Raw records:
+--
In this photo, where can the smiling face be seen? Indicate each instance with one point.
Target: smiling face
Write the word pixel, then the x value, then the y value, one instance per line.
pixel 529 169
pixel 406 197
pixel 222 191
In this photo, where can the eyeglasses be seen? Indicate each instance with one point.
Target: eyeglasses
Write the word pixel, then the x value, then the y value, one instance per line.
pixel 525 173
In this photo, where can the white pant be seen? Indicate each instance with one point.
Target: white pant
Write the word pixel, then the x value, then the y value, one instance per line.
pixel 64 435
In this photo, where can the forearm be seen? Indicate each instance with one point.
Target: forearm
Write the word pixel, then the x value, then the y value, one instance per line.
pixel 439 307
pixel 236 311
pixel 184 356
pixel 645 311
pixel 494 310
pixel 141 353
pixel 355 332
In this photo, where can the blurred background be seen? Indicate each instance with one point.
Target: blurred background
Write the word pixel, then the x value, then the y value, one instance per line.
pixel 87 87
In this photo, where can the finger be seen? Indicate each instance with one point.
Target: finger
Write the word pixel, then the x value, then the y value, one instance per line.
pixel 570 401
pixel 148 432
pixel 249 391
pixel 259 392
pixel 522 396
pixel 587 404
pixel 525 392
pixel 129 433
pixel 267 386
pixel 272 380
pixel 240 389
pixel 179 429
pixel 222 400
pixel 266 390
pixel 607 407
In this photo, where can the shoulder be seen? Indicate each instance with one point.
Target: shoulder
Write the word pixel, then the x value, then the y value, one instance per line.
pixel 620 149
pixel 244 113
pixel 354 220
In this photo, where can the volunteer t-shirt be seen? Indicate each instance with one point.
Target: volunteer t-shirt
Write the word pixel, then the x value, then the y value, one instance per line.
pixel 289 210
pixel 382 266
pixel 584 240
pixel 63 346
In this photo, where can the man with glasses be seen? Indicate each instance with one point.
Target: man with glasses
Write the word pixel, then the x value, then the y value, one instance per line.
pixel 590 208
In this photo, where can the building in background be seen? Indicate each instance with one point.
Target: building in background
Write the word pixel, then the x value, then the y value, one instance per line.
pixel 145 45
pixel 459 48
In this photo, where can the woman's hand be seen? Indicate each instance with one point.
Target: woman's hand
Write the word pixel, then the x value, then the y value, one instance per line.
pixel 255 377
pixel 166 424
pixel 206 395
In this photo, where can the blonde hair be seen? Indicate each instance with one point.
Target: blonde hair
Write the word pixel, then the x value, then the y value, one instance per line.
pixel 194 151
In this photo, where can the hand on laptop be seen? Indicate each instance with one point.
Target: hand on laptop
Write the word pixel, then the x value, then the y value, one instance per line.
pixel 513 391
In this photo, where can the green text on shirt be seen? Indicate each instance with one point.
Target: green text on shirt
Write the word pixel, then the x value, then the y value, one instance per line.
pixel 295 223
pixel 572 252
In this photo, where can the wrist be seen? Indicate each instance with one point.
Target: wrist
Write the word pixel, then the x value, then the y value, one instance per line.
+--
### Instructions to follow:
Print out every record again, exactly and in full.

### Solution for this exercise:
In this photo, where can the smiling face be seen? Indicate each instance with one point.
Target: smiling face
Write the word pixel, then the x value, then the y value, one instance per line.
pixel 529 169
pixel 406 197
pixel 222 191
In this photo, where can the eyeglasses be seen? Indicate each instance with one point.
Target: eyeglasses
Write the word pixel, then the x value, then the y value, one instance per line.
pixel 525 173
In this photo, where can the white pant be seen? Indicate each instance with one point.
Target: white pant
Write the word pixel, then the x value, then the y value, one instance per line.
pixel 64 435
In this photo, where can the forearm be seen? Indicate each instance with one point.
Target: forearm
Write the word pixel, then the x value, then the y value, one instance per line.
pixel 439 307
pixel 236 311
pixel 184 356
pixel 645 311
pixel 494 310
pixel 141 353
pixel 355 332
In this photo, where can the blurred background be seen? Indicate each instance with one point.
Target: blurred background
Write the word pixel, then the x value, then the y value, one instance per line.
pixel 87 87
In this photo, where can the finger be seen? Indicate each instance with one point.
Target: finger
Write the word pixel, then the x value, then the y value, one instance per line.
pixel 570 401
pixel 148 432
pixel 249 391
pixel 259 392
pixel 522 396
pixel 587 404
pixel 525 392
pixel 129 433
pixel 267 386
pixel 272 380
pixel 240 389
pixel 179 429
pixel 222 400
pixel 266 390
pixel 607 407
In this photo, where can the shoulder be seen? Indicate each instance with one point.
Target: shoulder
Write the word pixel, then the x value, then the y value, one instance per line.
pixel 620 149
pixel 244 113
pixel 354 220
In this photo, where can the volunteer t-shirt be seen? Indicate each instance with one point.
Target: volunteer t-shirt
Write the word pixel, then the x value, then the y value, one instance per line.
pixel 289 210
pixel 382 266
pixel 584 240
pixel 63 346
In this photo, where can the man with glasses be seen? Indicate each instance with one point.
Target: man with glasses
Write the word pixel, then the x value, then the y value, one instance per line.
pixel 590 208
In this photo, where can the building in background be seen? Indicate each instance with one point.
Target: building in background
Write the word pixel, then the x value, then the y value, one instance per line.
pixel 145 45
pixel 459 48
In this photo, where can the woman's hand be seen? Indicate each instance with one point.
Target: woman's hand
Write the word pixel, then the x value, then the y value, one instance per line.
pixel 255 377
pixel 166 424
pixel 206 395
In this photo, where can the blonde hair be seen? Indicate each instance with one point.
Target: blonde hair
Write the word pixel, then the x value, then the y value, one instance per line.
pixel 194 151
In this photo, where can the hand on laptop be seen? Indicate each instance with one point.
Target: hand on laptop
Write the word pixel, then the x value, then the y value, one instance per line.
pixel 513 391
In this photo, where can the green text on shirt be seen? Indicate each instance with one point.
Target: green text on shirt
Write the word pixel, then the x value, then the y value, one instance per line.
pixel 295 223
pixel 572 252
In this photo, where can the wrist be seen? Indicate each instance with one point.
Target: wrist
Write the word pixel, then the x value, then the y value, one instance per line.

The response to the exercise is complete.